* _INSTRUCTIONS FOR THE TASK_: Can you retype the stretch of material from its very first line through the line containing "[(163, 156), (76, 230)]", both ends included, with every character unchanged?

[Records from a point-labeling set]
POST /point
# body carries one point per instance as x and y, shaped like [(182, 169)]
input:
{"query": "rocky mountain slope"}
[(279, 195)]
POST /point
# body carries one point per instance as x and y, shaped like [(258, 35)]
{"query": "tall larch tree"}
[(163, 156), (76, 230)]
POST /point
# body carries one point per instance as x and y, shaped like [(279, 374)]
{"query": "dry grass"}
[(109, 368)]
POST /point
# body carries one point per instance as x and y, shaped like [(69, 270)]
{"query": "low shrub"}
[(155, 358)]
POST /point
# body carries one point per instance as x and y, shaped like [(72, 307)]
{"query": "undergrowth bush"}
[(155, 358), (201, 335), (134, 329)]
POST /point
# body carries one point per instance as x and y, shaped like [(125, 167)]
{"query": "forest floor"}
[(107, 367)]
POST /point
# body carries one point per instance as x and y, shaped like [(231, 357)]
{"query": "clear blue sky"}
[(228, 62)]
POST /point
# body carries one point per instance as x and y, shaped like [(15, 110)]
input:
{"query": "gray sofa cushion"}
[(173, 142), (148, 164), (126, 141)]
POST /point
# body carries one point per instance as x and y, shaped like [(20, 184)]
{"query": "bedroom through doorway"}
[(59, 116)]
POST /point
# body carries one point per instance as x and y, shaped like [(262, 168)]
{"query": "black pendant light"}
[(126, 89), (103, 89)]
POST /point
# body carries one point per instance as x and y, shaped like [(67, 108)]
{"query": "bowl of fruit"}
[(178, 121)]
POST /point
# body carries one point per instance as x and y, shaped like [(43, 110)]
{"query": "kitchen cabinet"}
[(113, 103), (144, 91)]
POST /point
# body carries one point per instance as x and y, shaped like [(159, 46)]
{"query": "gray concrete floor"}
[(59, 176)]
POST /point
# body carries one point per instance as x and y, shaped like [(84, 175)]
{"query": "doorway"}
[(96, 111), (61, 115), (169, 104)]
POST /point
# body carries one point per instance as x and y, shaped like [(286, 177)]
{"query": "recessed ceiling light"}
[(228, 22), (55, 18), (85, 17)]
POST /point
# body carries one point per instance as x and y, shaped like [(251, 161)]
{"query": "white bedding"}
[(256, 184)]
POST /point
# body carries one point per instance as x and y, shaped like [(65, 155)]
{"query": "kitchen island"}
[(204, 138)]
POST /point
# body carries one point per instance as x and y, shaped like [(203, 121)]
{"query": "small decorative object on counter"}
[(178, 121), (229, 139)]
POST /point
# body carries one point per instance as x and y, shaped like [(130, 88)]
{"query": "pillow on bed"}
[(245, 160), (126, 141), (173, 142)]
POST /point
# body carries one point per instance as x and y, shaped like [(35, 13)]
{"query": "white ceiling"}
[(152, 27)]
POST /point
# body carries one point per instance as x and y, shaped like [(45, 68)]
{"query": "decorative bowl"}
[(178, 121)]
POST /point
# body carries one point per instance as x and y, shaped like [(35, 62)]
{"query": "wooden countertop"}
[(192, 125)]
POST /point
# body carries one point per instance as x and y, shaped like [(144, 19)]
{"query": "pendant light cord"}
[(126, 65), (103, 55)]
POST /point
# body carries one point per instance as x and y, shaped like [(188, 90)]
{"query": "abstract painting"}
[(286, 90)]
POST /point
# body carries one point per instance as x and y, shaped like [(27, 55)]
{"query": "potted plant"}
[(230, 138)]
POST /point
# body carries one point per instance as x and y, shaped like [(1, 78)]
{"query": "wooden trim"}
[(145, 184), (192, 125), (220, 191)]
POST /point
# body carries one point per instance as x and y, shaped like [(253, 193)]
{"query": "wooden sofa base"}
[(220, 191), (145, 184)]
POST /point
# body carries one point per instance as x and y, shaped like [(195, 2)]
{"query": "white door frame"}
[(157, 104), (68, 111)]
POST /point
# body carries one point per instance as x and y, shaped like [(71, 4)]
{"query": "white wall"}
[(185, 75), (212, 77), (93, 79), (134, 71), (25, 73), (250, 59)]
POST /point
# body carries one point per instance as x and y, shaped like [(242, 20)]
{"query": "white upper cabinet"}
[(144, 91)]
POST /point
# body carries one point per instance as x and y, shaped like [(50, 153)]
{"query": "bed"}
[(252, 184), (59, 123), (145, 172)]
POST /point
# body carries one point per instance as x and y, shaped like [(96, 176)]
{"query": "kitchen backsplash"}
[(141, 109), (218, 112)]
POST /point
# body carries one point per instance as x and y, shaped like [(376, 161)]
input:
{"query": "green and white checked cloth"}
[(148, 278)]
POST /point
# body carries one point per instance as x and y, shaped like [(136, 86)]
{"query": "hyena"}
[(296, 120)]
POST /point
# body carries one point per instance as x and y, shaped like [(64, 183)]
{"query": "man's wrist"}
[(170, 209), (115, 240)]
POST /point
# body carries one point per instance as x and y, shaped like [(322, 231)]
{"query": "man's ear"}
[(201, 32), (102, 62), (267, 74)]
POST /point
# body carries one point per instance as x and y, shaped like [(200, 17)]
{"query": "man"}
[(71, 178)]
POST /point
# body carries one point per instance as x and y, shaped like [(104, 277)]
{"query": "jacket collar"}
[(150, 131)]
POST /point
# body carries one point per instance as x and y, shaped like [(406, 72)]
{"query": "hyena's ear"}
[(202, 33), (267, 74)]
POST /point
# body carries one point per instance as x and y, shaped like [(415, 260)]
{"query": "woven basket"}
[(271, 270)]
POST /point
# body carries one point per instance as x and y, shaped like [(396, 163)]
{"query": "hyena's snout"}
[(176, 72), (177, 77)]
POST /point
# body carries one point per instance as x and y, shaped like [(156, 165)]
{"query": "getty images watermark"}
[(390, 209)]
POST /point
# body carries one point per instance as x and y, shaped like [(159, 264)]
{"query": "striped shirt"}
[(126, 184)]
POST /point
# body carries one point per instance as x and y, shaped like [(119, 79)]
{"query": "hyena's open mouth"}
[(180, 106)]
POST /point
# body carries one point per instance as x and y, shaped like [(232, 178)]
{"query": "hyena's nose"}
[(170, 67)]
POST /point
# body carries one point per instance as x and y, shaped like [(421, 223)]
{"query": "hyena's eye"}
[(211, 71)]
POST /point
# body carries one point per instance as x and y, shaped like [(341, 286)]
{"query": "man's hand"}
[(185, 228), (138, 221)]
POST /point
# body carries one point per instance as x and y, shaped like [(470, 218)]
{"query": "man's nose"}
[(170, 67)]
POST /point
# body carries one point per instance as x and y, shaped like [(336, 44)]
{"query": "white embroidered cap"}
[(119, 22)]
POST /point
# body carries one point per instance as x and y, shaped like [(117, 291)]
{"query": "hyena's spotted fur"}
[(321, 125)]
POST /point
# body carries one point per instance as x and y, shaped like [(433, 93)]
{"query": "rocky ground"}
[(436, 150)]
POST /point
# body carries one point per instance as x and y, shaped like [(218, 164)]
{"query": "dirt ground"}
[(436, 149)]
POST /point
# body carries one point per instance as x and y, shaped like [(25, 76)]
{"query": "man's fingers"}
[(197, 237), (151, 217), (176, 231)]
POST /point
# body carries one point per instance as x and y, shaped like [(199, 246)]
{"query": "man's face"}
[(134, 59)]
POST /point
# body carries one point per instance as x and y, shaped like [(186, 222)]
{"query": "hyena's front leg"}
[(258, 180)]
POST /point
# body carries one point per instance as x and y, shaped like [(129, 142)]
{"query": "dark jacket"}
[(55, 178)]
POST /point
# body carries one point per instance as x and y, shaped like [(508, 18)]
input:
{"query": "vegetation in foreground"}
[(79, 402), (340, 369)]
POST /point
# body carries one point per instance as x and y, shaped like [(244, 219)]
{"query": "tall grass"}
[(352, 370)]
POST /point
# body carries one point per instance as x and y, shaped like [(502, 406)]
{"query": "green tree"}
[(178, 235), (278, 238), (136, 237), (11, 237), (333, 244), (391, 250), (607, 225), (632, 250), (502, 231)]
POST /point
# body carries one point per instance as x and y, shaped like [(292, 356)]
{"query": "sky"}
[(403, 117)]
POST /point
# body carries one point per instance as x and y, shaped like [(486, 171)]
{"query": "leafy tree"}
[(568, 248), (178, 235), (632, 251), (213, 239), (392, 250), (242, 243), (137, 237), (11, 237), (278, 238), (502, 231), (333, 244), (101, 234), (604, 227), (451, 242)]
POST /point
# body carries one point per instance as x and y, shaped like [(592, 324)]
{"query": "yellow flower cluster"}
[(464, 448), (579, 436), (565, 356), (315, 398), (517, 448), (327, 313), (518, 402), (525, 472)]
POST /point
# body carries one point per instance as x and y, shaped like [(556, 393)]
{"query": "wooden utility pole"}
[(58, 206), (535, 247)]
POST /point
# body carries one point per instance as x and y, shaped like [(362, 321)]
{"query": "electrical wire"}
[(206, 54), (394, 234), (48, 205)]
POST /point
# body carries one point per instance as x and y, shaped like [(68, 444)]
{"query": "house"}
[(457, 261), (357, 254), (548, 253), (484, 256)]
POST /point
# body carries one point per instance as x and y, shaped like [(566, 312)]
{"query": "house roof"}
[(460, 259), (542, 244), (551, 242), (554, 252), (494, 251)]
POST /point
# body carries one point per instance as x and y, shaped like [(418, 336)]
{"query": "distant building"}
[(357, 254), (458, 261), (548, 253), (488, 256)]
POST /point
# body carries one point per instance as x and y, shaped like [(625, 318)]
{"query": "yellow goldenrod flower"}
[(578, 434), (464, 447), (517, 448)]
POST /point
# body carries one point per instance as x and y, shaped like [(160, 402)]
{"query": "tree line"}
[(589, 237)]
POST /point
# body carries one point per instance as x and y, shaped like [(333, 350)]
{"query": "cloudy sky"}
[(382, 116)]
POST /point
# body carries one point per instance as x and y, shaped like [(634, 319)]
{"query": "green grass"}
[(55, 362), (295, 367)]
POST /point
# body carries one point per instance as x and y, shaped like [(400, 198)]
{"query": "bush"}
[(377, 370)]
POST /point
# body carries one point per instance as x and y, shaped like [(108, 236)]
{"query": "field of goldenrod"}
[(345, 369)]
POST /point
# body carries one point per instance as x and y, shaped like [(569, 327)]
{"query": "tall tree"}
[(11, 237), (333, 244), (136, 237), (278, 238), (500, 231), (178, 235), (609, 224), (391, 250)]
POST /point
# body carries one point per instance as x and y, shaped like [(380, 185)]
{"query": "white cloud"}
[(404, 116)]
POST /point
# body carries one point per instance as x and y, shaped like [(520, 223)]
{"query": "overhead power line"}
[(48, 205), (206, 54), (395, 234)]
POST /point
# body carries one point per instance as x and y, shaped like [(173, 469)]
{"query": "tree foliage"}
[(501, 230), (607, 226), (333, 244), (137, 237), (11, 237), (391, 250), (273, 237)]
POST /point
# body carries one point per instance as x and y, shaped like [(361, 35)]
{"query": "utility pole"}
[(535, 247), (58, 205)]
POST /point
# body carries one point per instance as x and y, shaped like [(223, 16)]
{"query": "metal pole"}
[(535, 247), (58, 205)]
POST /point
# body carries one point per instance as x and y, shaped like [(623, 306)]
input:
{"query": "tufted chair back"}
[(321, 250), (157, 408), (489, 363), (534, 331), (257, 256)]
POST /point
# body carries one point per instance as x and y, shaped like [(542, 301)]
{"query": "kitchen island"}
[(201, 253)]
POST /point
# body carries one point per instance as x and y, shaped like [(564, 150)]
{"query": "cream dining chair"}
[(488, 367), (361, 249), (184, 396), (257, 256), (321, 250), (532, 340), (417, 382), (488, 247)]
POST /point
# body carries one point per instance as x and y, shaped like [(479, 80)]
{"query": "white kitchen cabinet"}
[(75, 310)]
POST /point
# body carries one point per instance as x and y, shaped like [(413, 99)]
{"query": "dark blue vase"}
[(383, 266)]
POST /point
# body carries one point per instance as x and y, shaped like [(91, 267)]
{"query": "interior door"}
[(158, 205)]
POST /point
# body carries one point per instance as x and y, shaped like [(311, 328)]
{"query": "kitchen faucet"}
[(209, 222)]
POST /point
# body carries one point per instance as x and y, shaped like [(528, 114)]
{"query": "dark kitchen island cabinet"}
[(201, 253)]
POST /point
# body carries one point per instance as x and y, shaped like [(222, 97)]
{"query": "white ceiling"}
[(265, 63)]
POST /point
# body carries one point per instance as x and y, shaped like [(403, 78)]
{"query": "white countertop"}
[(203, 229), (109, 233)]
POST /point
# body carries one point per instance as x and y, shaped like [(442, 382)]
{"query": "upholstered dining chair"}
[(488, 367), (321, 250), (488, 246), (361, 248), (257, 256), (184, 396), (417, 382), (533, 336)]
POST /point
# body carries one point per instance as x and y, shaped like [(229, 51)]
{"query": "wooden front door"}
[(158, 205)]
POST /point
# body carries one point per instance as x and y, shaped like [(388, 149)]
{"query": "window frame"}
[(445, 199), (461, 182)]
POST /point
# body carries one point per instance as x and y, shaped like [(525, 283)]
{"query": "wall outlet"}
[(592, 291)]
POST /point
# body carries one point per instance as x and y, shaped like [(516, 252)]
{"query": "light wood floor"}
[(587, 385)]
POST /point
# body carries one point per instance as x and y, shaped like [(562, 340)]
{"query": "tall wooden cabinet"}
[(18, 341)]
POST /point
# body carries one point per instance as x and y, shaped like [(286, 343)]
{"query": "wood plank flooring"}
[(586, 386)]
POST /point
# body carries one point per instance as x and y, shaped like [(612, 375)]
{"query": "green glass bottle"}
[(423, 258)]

* _SOLUTION FOR THIS TASK_:
POST /point
# body carries one point per instance as x and y, shaped like [(182, 169)]
input:
{"query": "rocky mountain slope"}
[(279, 195)]
POST /point
# body carries one point per instance as x and y, shaped like [(258, 35)]
{"query": "tall larch tree"}
[(163, 156), (76, 230)]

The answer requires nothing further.